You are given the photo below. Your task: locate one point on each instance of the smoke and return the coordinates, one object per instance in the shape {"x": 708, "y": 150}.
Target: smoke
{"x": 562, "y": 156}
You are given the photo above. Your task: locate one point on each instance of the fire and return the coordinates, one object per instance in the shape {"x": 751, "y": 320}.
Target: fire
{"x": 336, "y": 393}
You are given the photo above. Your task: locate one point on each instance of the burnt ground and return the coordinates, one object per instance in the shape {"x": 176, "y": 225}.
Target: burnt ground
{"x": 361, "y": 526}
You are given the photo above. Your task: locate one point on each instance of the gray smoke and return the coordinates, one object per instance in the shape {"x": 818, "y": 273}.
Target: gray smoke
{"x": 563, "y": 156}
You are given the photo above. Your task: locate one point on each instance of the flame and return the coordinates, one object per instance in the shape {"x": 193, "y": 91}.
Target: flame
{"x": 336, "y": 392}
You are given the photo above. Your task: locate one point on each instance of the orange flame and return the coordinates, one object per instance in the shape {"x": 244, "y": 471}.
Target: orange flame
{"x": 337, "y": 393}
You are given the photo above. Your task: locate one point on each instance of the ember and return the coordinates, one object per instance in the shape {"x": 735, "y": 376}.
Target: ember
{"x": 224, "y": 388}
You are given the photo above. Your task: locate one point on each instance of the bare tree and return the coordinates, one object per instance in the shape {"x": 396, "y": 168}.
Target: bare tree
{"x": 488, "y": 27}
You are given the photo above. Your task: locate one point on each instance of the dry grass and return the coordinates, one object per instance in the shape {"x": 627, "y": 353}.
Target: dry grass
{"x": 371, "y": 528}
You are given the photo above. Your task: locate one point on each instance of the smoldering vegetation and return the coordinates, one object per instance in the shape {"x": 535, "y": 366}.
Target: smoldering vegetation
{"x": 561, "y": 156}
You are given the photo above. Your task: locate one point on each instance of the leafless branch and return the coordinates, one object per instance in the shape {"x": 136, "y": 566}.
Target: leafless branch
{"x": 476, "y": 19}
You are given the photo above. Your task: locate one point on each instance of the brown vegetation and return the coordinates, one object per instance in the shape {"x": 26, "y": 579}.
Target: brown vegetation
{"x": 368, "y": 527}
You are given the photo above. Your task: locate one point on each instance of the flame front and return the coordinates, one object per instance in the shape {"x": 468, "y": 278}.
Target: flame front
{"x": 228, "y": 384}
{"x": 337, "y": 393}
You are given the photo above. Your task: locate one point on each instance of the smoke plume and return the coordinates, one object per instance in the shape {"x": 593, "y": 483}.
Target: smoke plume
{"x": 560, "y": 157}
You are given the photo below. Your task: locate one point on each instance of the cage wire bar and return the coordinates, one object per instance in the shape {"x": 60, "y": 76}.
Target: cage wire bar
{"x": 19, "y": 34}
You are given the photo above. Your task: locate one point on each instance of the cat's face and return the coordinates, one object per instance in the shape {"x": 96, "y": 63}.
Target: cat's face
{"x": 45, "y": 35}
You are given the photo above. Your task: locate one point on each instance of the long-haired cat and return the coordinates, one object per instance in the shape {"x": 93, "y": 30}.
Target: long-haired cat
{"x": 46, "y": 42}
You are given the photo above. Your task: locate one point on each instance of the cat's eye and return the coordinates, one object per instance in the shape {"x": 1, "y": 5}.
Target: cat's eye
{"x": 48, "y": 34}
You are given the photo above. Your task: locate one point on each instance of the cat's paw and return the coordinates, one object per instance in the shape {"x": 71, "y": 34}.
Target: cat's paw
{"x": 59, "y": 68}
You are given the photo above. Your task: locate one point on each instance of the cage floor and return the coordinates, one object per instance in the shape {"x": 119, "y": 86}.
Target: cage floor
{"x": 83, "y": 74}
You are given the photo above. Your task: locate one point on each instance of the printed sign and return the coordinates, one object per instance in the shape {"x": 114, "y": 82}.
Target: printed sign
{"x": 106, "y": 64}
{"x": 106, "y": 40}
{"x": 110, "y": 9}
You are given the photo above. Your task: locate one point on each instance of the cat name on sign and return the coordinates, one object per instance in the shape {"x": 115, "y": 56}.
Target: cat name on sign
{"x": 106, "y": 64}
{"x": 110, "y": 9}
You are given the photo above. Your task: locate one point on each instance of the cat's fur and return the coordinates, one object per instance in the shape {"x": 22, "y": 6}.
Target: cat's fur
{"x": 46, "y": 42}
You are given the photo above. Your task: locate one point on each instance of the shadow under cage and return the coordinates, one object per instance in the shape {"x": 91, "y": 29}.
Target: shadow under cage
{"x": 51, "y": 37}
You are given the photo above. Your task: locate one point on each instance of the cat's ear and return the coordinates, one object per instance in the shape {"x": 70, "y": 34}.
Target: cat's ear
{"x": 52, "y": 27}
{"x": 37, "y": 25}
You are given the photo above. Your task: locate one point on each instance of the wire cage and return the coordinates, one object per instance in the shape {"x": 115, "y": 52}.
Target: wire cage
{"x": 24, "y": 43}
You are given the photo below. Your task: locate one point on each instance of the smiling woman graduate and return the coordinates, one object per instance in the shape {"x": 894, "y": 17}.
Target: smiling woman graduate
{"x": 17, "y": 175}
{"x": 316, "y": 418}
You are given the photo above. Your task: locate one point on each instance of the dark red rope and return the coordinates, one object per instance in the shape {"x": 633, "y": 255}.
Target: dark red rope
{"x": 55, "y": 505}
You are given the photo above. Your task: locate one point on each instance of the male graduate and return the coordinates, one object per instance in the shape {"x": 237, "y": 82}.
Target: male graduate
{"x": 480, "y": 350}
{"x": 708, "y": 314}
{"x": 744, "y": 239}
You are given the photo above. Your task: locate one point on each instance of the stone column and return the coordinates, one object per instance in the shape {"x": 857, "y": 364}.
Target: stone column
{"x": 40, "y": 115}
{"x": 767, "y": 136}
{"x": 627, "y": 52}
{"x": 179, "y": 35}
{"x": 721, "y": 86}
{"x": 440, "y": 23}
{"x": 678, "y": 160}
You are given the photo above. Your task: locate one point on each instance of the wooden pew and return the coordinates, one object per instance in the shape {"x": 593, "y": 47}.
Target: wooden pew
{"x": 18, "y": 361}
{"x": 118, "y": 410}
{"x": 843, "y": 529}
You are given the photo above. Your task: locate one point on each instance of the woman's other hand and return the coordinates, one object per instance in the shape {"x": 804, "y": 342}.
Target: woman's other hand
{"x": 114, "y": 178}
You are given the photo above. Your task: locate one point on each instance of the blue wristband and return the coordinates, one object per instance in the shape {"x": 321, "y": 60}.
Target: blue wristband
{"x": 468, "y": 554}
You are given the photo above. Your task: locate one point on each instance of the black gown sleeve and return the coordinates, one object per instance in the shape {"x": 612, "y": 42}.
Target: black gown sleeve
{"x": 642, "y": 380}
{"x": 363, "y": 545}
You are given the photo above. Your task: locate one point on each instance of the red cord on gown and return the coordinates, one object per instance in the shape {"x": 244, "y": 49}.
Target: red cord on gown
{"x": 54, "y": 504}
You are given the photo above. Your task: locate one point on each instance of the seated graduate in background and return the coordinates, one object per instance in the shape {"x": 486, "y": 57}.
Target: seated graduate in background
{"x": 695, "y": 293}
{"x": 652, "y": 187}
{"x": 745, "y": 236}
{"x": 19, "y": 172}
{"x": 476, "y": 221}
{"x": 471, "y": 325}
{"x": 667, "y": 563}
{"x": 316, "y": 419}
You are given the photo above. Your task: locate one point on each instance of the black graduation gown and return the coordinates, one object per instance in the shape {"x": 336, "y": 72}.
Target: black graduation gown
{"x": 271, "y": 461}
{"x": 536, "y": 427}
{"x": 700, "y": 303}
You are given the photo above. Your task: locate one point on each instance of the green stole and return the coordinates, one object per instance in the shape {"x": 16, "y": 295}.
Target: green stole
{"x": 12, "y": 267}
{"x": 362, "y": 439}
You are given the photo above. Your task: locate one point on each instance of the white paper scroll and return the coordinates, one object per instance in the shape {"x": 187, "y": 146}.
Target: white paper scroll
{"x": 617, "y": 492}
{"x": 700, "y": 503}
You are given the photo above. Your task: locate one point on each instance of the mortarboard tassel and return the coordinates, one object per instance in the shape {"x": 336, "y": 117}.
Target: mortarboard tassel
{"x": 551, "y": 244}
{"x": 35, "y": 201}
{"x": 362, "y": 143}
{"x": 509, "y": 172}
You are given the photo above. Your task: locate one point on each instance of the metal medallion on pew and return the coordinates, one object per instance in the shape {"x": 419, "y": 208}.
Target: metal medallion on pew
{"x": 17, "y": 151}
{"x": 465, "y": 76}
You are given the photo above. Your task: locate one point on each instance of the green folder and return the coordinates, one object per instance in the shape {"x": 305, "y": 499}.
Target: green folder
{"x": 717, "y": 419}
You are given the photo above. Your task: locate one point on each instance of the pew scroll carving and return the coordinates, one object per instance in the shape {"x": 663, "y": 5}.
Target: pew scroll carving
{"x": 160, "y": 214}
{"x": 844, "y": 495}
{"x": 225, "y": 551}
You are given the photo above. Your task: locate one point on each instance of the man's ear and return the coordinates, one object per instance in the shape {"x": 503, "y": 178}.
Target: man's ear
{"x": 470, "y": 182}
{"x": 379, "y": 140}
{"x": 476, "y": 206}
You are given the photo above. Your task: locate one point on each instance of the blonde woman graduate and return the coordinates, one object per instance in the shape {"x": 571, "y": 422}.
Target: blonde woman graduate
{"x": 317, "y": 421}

********************

**Set exercise**.
Reproduce verbatim the lines of the material from the line containing "of the man's" through the final line above, both included.

**Exercise result**.
You are given the photo above. Your task: locate one point on each instance of the man's ear and return the coordinates, one object per instance in the shape {"x": 503, "y": 178}.
Target: man's ear
{"x": 470, "y": 182}
{"x": 379, "y": 140}
{"x": 476, "y": 206}
You are given the photo above. Your task: locate one point on each instance of the blonde woman graduate and return the coordinates, one object per instance in the shape {"x": 571, "y": 422}.
Target: blonde woman graduate
{"x": 317, "y": 421}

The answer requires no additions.